Monday 4 September 23

58% 6.36pm

oxy

I’ve been suss for a while now about the connection between oxytocin and OxyContin, and raved about that here.

reprieve

I spoke with the teacher at TAFE today and feel now there is room among the demands of studying alongside the needs of our family. In the last few weeks we’ve had a trauma flare up or a karmic shitstorm, I’m not sure which I prefer. TAFE has been extra stress and now that has lifted, by communicating that I need some space to get the work down around the needs of my family.

The reality is we are living with chronic and acute mental and physical health issues, including a constellation of complex trauma. I need the space to take a breath, collect myself, reacquaint myself with my values, priorities and the sadhana that keeps me connected with self and healthy and happy enough to meet life and be present for others even though it’s stressful AF all the time, pretty much.

I am learning to regulate on the fly though, inoculating myself to the effects of stress, and things are coming good. 

I have the next three days or so where I don’t have to go to class and can be more available here to do my sadhana and be at home and spend some time with Nikki and Zane if that’s practical. Three days to do some training-in-balance, taking good care of myself so I can balance TAFE and home. 

efforting

I keep a physical list of reflections and insights that I’d like to remember, familiarise myself with so they are close to the fore when I need them. One I will add: 

We live with delicate/volatile health needs and it’s important to remain vigilant, and remain committed to the efforting that means I’ll be naturally more resilient and compassionate throughout stress. 

connection with Self

Here is the LP of an earlier post about re-connecting with Self to avoid being an existential suckhole.

LP re-connecting with Self to avoid being an existential suckhole

This is the LP version of this idea that if we don’t have connection with self (which is the definition and consequence of trauma), there is a tendency to seek that connection with other, either other people or other stuff, things external to the self, and wind up sucking the other dry.

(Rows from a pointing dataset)
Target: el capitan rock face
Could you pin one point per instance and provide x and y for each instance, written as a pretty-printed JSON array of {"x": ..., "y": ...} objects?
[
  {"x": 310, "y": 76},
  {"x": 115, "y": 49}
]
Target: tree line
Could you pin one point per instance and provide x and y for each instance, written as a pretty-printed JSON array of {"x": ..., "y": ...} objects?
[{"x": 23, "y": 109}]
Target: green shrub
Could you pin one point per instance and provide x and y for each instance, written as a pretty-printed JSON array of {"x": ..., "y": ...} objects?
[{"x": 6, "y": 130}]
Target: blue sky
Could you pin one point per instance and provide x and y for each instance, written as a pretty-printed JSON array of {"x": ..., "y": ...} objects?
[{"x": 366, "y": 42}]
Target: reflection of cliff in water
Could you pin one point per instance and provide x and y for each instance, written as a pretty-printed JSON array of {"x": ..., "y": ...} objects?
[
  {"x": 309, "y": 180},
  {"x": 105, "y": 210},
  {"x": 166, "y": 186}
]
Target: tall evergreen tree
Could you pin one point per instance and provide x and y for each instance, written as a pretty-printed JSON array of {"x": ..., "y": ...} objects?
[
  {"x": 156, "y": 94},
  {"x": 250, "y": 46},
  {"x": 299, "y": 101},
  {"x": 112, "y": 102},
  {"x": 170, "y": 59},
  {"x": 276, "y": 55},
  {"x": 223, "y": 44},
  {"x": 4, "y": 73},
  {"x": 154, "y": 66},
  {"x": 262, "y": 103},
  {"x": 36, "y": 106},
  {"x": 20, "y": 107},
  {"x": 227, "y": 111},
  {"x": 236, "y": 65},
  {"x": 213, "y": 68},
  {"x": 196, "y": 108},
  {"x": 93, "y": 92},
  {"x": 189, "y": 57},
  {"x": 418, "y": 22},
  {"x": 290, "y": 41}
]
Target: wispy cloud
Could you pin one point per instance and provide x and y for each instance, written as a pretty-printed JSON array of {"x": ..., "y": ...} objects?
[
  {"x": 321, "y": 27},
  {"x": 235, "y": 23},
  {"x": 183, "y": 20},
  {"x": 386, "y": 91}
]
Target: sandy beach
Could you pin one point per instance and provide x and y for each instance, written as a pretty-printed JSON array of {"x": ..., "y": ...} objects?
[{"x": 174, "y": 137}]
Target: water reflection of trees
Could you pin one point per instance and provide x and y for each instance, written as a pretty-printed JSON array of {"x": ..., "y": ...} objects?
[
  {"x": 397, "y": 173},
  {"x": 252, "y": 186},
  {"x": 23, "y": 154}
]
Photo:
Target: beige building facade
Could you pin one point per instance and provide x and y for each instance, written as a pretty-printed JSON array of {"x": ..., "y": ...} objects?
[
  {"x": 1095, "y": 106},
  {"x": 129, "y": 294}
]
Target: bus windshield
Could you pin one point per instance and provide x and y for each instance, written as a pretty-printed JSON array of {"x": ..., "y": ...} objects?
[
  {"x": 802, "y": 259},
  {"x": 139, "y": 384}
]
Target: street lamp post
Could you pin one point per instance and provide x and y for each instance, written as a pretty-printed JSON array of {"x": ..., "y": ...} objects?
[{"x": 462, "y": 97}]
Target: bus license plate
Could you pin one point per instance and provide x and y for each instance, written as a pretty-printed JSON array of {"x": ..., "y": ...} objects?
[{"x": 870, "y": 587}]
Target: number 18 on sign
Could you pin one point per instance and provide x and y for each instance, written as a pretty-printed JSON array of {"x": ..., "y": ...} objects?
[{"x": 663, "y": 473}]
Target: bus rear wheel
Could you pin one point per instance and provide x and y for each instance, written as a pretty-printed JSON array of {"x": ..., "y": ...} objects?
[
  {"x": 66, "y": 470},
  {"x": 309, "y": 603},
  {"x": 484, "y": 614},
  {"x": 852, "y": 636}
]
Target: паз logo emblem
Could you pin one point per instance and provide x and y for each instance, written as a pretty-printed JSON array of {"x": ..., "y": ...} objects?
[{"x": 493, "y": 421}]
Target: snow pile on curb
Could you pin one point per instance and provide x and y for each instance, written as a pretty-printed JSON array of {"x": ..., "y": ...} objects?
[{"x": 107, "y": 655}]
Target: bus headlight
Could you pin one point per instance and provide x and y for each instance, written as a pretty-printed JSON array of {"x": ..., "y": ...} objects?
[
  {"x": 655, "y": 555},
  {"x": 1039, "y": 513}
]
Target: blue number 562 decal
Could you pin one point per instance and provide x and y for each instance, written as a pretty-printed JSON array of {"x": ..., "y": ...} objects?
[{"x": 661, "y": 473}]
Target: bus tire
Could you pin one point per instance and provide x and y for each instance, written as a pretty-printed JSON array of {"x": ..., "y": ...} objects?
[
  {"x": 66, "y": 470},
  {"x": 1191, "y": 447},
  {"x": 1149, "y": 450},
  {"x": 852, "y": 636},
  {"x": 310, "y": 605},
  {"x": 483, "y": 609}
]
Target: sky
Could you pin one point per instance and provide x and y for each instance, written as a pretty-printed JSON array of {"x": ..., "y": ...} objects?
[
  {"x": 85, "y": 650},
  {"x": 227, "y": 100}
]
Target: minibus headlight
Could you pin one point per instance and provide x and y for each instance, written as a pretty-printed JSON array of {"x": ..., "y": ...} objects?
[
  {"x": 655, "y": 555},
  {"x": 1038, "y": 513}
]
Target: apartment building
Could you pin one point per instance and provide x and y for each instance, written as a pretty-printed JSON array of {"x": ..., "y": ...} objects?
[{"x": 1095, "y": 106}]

ACTIONS TO TAKE:
[1] Write out everything in the journal entry from "I have the next" down to "TAFE and home.".
[2] Summarize the journal entry in two sentences.

ANSWERS GIVEN:
[1]
I have the next three days or so where I don’t have to go to class and can be more available here to do my sadhana and be at home and spend some time with Nikki and Zane if that’s practical. Three days to do some training-in-balance, taking good care of myself so I can balance TAFE and home.

[2] After speaking with the TAFE teacher, the writer feels there is now room to balance study with the needs of a family living with chronic and acute mental and physical health issues, and plans to spend the next three days or so on sadhana and self-care. The entry also records a reminder to stay vigilant and committed to the efforting that builds resilience and compassion, and describes how a lack of connection with self can lead a person to seek that connection in other people or external things and suck them dry.